**What you have to do**
Filter the data below down to the lines that contain the string "singlet", copying each such line in full. Matching is case-sensitive.

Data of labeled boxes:
..........

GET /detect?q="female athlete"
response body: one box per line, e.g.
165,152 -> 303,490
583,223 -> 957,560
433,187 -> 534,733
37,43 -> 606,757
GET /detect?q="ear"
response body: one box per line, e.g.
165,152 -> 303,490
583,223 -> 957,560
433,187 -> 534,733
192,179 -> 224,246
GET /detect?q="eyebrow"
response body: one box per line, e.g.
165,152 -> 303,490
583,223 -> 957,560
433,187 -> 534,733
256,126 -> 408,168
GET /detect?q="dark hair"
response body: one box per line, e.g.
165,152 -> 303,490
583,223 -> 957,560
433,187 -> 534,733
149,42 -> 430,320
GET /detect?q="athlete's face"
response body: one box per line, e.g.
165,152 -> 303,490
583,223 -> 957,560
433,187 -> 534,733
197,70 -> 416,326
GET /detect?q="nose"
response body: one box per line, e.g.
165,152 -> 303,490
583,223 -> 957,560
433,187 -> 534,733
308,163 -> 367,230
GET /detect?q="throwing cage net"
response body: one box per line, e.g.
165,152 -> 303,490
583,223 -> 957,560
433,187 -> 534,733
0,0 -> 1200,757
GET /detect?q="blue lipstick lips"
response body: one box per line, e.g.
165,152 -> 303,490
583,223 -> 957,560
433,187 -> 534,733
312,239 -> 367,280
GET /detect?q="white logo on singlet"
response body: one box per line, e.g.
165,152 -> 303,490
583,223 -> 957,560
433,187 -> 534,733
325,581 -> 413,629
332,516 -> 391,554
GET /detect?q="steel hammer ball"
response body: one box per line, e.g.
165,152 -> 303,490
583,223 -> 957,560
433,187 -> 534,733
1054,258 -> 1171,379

..........

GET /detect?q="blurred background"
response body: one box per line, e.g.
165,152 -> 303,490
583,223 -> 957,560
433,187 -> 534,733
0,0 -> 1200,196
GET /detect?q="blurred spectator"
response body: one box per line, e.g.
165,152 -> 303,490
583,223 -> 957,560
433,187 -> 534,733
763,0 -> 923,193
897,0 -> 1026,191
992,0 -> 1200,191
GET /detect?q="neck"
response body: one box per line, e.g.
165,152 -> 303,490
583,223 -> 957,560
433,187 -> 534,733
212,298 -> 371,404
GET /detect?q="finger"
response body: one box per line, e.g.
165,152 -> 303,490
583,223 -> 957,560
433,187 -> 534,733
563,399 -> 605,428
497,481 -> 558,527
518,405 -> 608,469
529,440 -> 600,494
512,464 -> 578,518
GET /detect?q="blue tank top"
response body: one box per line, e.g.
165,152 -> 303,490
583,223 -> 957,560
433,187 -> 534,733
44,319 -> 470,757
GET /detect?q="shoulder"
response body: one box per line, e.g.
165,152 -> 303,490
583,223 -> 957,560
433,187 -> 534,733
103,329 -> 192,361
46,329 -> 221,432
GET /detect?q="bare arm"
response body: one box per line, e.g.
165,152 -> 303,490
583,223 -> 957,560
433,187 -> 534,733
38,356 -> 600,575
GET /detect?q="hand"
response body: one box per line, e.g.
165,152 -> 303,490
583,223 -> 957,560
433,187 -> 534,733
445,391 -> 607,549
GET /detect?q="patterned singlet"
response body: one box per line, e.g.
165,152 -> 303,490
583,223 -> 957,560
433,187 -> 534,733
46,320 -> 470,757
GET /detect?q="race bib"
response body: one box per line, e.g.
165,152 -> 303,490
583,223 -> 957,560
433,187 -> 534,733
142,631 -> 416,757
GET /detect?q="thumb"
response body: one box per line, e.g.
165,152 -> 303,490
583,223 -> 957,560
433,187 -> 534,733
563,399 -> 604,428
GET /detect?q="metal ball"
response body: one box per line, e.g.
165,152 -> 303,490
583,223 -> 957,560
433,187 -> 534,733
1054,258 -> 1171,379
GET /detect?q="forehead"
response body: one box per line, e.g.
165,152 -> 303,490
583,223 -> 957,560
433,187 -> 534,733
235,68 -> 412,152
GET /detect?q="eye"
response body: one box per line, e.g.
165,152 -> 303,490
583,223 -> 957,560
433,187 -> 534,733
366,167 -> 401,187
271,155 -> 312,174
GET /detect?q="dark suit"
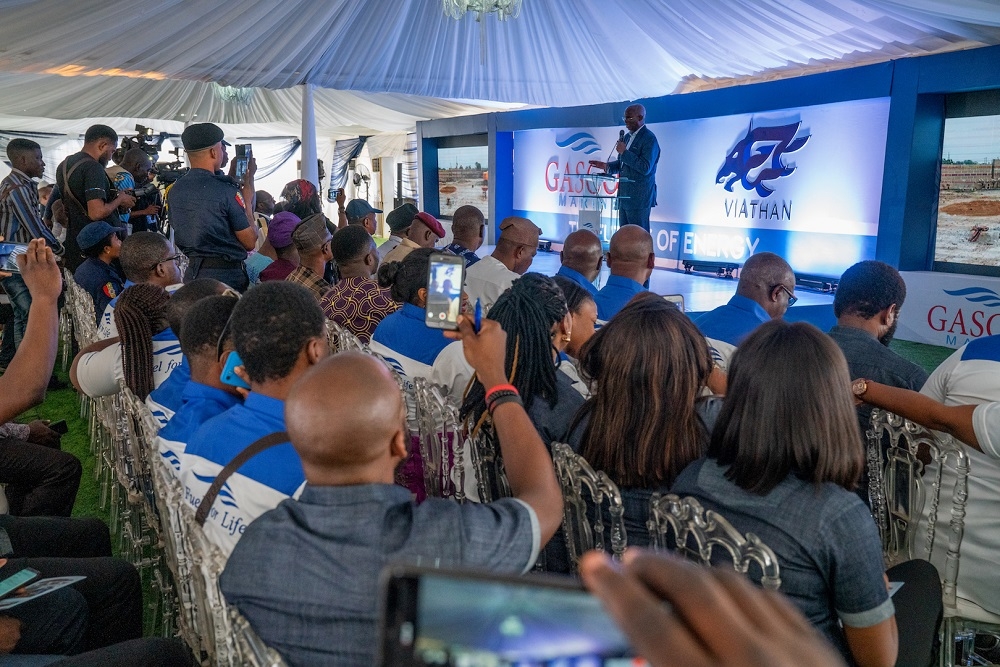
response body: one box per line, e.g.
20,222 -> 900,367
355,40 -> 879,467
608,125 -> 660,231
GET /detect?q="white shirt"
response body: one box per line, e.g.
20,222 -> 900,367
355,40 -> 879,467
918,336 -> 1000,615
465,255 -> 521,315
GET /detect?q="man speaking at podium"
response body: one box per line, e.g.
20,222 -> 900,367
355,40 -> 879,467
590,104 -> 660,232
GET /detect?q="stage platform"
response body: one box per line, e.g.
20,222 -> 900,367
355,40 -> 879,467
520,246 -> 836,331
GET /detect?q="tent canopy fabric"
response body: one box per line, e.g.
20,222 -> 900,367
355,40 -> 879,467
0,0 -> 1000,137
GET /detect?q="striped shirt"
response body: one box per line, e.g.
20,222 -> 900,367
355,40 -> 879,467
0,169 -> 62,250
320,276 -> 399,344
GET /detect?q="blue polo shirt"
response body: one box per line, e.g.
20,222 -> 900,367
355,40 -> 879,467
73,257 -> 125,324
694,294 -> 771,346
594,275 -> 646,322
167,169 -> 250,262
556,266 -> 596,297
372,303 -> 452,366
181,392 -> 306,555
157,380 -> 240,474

..........

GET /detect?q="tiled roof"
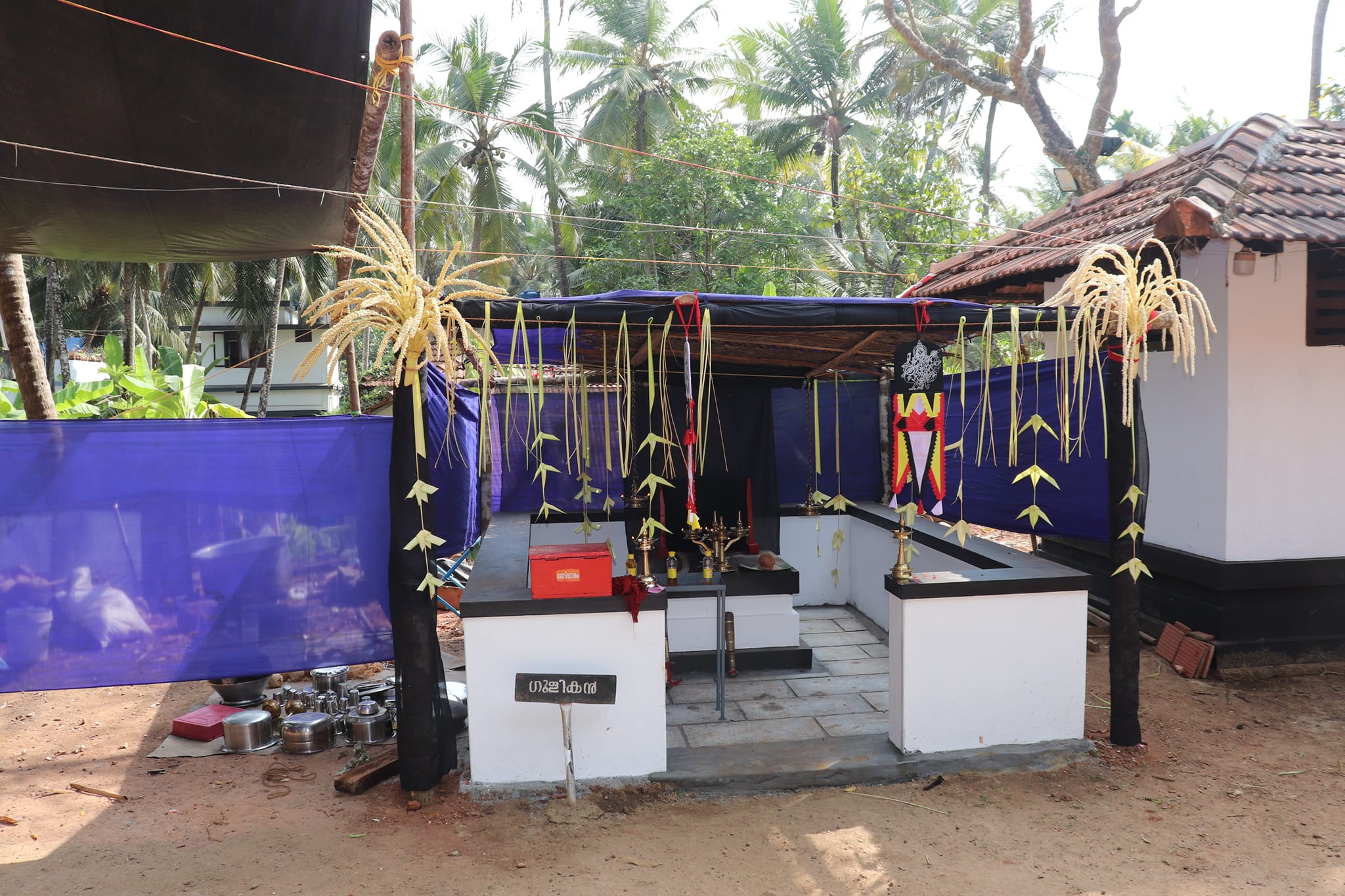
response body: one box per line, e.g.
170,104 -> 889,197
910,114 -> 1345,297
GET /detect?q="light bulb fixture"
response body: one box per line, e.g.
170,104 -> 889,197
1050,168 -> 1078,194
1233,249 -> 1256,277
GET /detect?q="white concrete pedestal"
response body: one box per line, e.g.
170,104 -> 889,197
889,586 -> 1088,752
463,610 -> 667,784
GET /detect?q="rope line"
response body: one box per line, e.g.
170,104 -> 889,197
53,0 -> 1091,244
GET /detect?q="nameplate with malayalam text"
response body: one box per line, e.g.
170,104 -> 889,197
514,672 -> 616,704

..........

**Answer for this exercise**
GET /detect?q="white logo on singlet"
GET /detect?q="patterned singlet"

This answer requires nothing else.